_Questions_
• a. Repeat the stretch of the graduation essay from "With just over" through "the latter group." word for word.
• b. In one to three sentences, explain why the graduation essay says this is a stressful time for undecided students.

Start of Document extract

With just over a month left before graduation, many students have their future plans all laid out. From $50,000-a-year engineering jobs straight out of college, to law school, medical school and inner-city teaching positions, the Class of 2005 has hundreds of bright young men and women moving on to do great things. But there are those who are graduating in May with no more of a career plan than they had in elementary school, except that they have ruled out being a fireman or an astronaut. I am in the latter group.

For us undecided students, this can be somewhat of a stressful time. Our degrees in English, Studio Arts or a foreign language, while being of great interest to us, are not of great interest to people who write big paychecks. There are no set paths to follow once we get out of school, and so we start with a blank slate on May 15. It can be pretty scary.

But it can also be quite exciting and liberating to

say the least.

We’re not tied down to any particular job or calling, and although the next few months may be full of uncertainty, there is some comfort in knowing that eventually, we will all figure something out. Perhaps we’ll travel the world, move to California to find ourselves or maybe jump from job to job until we find one that we like. In the worst case scenario, we can always live at home and get jobs bagging groceries, even though it may not be particularly glamorous.

End of Document extract
Start of Supplied information

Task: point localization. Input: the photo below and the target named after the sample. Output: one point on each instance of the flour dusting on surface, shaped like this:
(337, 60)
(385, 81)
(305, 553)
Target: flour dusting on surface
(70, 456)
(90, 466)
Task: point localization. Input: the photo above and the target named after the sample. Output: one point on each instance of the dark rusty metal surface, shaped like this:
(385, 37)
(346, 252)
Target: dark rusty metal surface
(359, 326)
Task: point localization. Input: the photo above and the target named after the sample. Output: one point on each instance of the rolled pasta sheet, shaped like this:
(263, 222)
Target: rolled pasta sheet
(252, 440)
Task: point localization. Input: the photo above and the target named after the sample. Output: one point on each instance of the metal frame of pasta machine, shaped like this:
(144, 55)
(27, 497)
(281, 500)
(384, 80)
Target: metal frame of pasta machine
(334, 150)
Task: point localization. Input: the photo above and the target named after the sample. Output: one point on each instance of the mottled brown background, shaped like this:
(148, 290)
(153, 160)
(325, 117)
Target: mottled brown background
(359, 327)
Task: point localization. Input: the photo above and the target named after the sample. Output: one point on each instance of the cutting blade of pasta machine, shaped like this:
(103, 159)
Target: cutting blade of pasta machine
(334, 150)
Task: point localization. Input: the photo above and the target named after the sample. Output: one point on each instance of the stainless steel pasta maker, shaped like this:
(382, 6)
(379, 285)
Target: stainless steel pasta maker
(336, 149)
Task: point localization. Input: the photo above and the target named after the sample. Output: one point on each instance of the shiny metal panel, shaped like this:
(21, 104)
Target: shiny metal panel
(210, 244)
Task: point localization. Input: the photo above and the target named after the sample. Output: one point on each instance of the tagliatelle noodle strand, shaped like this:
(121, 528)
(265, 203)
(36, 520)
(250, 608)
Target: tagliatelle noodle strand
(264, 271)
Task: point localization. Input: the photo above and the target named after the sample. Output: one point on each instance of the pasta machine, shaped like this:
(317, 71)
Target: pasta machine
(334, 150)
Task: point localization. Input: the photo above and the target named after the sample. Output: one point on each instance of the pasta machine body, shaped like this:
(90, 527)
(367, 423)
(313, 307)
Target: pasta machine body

End of Supplied information

_Answers for the tasks_
• a.
With just over a month left before graduation, many students have their future plans all laid out. From $50,000-a-year engineering jobs straight out of college, to law school, medical school and inner-city teaching positions, the Class of 2005 has hundreds of bright young men and women moving on to do great things. But there are those who are graduating in May with no more of a career plan than they had in elementary school, except that they have ruled out being a fireman or an astronaut. I am in the latter group.

• b. Their degrees in English, Studio Arts or a foreign language interest them greatly but do not interest the people who write big paychecks. There are also no set paths to follow after school, so they start with a blank slate on May 15.